Starting with the line that has "Reviewer note: confirm that every instance of the rear door in" in it, repeat every line through the last one, word for word, and give nothing more.

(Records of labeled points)
┄┄┄┄┄┄┄┄┄┄
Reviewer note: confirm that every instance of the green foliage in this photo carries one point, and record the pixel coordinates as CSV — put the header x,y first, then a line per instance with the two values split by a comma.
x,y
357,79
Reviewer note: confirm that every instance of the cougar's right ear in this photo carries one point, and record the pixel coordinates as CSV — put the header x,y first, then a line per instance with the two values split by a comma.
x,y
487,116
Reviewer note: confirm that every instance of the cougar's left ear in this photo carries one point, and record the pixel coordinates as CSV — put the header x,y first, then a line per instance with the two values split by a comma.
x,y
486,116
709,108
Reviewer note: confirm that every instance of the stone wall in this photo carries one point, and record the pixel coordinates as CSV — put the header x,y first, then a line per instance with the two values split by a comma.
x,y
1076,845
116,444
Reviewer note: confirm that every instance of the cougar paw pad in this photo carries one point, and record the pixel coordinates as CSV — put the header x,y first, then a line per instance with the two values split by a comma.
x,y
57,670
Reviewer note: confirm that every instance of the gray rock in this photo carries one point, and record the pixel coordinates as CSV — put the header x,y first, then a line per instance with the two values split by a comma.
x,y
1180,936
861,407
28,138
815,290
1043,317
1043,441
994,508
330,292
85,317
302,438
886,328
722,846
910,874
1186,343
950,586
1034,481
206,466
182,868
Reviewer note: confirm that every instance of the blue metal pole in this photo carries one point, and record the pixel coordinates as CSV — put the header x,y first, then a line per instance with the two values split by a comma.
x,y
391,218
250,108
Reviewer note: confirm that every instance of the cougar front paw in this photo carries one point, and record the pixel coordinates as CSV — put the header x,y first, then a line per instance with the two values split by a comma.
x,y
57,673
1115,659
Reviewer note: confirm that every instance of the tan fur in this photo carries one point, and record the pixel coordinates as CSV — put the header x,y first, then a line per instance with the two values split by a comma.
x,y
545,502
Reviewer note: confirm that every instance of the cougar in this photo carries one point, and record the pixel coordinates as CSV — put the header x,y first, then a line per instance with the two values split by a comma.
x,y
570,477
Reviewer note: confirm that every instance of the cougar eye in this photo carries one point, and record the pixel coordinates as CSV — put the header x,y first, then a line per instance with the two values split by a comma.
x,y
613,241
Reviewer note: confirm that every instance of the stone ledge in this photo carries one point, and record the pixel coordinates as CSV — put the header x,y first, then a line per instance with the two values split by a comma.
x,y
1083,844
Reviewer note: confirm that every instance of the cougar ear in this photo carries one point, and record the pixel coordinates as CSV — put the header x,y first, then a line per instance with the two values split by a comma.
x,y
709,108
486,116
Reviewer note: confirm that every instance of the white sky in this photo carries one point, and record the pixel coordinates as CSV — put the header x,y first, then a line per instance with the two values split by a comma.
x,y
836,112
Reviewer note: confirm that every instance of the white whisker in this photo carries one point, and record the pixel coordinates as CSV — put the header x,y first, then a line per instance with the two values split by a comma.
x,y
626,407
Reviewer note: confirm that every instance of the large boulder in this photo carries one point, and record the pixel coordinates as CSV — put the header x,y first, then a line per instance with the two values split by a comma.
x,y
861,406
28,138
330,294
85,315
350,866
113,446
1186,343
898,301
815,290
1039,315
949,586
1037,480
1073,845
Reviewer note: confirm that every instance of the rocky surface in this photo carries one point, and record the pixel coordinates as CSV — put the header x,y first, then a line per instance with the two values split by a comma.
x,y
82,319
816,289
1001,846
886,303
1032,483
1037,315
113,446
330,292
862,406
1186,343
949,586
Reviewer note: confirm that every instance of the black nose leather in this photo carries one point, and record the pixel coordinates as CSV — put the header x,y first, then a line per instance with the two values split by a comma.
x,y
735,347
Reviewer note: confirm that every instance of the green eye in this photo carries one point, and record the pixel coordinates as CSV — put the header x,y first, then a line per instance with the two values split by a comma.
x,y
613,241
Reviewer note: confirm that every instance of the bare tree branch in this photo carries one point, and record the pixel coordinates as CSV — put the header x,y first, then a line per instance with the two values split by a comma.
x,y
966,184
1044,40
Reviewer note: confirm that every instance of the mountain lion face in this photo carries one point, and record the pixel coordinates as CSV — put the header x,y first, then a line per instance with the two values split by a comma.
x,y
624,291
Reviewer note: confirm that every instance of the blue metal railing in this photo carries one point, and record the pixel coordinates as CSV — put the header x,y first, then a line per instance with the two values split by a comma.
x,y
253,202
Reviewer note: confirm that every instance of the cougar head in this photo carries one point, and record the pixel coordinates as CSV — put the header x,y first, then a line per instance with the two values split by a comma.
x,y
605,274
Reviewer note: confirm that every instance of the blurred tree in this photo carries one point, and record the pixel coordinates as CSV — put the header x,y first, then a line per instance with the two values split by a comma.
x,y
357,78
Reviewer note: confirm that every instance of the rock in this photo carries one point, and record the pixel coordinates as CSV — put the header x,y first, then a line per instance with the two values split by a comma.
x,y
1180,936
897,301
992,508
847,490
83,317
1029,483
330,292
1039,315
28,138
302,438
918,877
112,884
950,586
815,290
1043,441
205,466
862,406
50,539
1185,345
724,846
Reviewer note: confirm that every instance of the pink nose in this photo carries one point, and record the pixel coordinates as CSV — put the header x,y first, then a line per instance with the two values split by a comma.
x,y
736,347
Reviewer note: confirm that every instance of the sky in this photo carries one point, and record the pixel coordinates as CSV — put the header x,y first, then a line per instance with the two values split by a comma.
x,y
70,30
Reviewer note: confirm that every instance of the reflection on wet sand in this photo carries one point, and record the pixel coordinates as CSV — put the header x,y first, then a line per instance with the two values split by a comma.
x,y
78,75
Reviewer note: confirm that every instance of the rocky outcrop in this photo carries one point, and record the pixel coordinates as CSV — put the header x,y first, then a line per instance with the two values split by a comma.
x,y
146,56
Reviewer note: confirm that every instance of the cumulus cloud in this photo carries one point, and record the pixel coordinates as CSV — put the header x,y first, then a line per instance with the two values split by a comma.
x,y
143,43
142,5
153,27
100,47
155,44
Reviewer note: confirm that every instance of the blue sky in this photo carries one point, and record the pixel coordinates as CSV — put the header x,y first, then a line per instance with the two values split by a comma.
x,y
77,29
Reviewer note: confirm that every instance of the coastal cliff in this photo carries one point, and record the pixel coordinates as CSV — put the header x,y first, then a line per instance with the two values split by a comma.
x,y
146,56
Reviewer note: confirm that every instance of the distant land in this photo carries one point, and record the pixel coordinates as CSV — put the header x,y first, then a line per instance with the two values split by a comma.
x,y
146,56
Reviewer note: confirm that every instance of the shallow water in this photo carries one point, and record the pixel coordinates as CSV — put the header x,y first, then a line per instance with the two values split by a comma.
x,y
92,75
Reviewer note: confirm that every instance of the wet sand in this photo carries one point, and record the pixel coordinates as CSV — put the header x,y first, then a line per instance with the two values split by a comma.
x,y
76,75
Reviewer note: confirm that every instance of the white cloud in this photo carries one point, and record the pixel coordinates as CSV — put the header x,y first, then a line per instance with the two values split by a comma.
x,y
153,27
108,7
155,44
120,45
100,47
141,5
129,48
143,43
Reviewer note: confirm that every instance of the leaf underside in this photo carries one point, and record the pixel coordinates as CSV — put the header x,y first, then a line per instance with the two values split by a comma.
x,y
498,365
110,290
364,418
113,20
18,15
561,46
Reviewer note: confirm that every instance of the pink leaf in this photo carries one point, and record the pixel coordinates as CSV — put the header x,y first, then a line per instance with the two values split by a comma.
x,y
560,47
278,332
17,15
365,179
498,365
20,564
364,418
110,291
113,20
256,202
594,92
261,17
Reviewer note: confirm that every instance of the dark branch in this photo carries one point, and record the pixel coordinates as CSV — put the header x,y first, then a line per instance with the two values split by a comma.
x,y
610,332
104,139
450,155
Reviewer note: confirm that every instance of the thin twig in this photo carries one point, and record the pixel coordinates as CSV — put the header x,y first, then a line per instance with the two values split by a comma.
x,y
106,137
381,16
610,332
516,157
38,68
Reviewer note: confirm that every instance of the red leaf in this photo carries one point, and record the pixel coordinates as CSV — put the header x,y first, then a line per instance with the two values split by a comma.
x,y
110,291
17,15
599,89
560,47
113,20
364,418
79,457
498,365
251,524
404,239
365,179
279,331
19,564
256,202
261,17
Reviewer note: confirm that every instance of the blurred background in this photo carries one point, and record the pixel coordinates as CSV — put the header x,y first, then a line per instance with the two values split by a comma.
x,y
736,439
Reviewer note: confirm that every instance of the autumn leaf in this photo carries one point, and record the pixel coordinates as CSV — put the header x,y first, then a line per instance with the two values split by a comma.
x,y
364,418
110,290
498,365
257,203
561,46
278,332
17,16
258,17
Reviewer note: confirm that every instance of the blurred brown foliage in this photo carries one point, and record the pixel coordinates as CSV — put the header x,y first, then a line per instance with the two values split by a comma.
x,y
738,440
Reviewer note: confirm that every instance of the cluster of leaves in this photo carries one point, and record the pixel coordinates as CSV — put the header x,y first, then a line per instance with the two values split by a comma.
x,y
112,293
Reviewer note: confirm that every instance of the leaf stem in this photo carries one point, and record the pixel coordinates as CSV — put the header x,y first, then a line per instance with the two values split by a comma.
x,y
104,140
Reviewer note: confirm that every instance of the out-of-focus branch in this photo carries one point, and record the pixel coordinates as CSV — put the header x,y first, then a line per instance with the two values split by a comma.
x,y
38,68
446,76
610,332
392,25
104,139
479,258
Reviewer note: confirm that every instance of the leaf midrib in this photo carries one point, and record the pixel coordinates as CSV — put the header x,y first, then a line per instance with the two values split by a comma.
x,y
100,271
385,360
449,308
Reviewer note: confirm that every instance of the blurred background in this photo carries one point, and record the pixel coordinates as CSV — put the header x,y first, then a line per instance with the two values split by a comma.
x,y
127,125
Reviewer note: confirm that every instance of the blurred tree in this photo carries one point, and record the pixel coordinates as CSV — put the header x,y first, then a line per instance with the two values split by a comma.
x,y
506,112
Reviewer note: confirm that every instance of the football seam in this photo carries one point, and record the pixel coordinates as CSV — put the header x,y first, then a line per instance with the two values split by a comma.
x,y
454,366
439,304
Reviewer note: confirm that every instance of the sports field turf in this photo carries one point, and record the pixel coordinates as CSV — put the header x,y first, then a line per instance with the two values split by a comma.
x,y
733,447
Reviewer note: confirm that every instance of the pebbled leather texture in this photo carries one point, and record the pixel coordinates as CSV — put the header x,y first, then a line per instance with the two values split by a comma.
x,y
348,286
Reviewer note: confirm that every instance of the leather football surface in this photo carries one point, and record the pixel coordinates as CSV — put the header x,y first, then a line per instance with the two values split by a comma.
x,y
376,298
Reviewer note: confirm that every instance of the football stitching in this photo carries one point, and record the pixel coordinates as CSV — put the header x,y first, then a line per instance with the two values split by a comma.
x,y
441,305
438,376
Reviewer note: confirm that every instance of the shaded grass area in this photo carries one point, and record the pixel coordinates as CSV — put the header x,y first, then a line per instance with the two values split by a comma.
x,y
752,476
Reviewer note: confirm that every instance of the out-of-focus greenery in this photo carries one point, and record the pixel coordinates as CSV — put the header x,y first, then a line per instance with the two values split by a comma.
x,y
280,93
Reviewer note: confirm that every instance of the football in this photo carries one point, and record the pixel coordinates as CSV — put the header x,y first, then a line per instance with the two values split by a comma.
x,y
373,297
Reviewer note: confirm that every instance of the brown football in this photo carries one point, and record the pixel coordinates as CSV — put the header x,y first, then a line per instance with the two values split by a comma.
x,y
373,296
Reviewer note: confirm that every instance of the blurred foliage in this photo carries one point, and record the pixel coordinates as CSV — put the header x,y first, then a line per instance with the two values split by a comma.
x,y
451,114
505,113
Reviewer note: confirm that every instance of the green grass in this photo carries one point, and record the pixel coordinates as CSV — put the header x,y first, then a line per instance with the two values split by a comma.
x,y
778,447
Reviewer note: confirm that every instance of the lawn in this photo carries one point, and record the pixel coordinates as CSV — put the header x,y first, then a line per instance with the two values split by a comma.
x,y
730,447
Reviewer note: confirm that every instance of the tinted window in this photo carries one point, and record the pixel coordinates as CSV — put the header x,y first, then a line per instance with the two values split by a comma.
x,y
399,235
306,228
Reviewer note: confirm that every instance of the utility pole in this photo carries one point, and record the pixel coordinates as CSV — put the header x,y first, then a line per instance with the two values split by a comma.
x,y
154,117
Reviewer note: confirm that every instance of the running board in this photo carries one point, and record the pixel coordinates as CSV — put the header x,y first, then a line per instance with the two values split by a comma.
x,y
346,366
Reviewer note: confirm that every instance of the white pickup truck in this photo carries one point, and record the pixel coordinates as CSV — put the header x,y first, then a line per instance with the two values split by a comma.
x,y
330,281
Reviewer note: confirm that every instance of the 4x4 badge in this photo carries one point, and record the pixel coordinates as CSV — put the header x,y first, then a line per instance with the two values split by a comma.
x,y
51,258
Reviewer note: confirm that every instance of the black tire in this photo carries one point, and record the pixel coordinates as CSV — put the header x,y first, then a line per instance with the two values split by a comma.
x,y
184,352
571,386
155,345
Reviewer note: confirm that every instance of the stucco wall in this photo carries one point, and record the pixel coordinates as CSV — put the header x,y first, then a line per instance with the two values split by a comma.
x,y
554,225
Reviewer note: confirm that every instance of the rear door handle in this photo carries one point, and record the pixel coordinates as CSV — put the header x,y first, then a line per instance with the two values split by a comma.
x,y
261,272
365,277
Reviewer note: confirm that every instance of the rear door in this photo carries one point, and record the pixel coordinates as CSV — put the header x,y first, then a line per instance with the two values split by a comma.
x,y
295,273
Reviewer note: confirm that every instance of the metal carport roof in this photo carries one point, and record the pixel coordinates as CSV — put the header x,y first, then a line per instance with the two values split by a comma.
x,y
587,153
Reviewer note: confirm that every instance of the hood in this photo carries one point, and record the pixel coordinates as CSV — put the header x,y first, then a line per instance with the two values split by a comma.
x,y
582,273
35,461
┄┄┄┄┄┄┄┄┄┄
Reply to the task:
Reviewer note: confirm that every instance of the rear door in this photo carries one point, and record the pixel coordinates as CSV — put the header x,y first, then a line per instance with the two values split by a comma.
x,y
295,273
Reviewer note: confirm that every instance of the metal carport roof in this photo carries one point, and record the pixel coordinates as CSV — put the header x,y first, then a line per instance with the two values split by a comma.
x,y
587,153
Reviewer note: confirm that every instance of the hood in this photo carries one point, and record the pixel coordinates as CSV — put the header x,y first, then a line per instance with the two values split by a comma.
x,y
582,273
35,461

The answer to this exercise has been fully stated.